● SUPPLIED DATA
<<<<
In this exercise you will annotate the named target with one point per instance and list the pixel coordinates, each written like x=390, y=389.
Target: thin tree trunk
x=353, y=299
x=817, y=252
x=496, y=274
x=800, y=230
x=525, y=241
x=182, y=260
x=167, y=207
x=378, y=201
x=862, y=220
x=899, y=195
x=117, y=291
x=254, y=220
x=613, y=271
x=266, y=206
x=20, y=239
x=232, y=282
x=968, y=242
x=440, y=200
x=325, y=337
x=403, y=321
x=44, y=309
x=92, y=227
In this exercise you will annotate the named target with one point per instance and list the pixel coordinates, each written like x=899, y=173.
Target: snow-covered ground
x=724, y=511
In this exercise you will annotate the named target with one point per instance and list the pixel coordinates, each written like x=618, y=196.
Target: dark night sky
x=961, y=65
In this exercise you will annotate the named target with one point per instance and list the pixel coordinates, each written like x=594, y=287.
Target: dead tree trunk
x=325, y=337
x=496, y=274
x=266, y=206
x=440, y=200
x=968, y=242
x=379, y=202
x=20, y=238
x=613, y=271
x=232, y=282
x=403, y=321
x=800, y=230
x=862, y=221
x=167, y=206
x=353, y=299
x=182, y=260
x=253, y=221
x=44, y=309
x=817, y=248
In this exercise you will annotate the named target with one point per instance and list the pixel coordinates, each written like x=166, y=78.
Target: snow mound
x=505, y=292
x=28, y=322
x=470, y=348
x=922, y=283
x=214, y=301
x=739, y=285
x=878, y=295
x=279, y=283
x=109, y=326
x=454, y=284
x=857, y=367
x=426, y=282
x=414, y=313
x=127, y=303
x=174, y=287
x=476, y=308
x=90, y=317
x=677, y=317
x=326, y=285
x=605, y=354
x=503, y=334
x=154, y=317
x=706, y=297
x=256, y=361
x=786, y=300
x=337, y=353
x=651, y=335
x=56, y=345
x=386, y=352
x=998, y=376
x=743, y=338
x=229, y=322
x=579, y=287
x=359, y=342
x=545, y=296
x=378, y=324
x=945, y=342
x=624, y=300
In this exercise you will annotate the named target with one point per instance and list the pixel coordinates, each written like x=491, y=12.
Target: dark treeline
>>>>
● WHAT TO WORK ON
Using the records above, please repeat the line with "Target: dead tree trunk" and every line after it exactly, and give no other text.

● TASK SOLUTION
Target: dead tree trunk
x=325, y=337
x=496, y=274
x=266, y=206
x=440, y=200
x=968, y=242
x=379, y=202
x=20, y=238
x=613, y=271
x=232, y=282
x=403, y=321
x=800, y=230
x=862, y=221
x=167, y=206
x=353, y=299
x=182, y=260
x=253, y=221
x=44, y=309
x=817, y=248
In this exercise you will annotate the named target with one point per instance and list the pixel coordinates, each written like x=166, y=78.
Target: snow mound
x=505, y=292
x=28, y=322
x=470, y=348
x=922, y=283
x=214, y=301
x=739, y=285
x=878, y=295
x=279, y=283
x=109, y=326
x=454, y=284
x=857, y=367
x=426, y=282
x=414, y=313
x=127, y=303
x=174, y=287
x=476, y=308
x=90, y=317
x=677, y=317
x=326, y=285
x=605, y=354
x=503, y=334
x=154, y=317
x=706, y=297
x=256, y=361
x=786, y=300
x=337, y=353
x=651, y=335
x=56, y=345
x=386, y=352
x=998, y=376
x=743, y=338
x=229, y=322
x=579, y=287
x=359, y=342
x=545, y=296
x=378, y=324
x=945, y=342
x=624, y=300
In this exercise you will annotate the named target with one point per instance and list the pixel coordinates, each written like x=491, y=12.
Target: dark treeline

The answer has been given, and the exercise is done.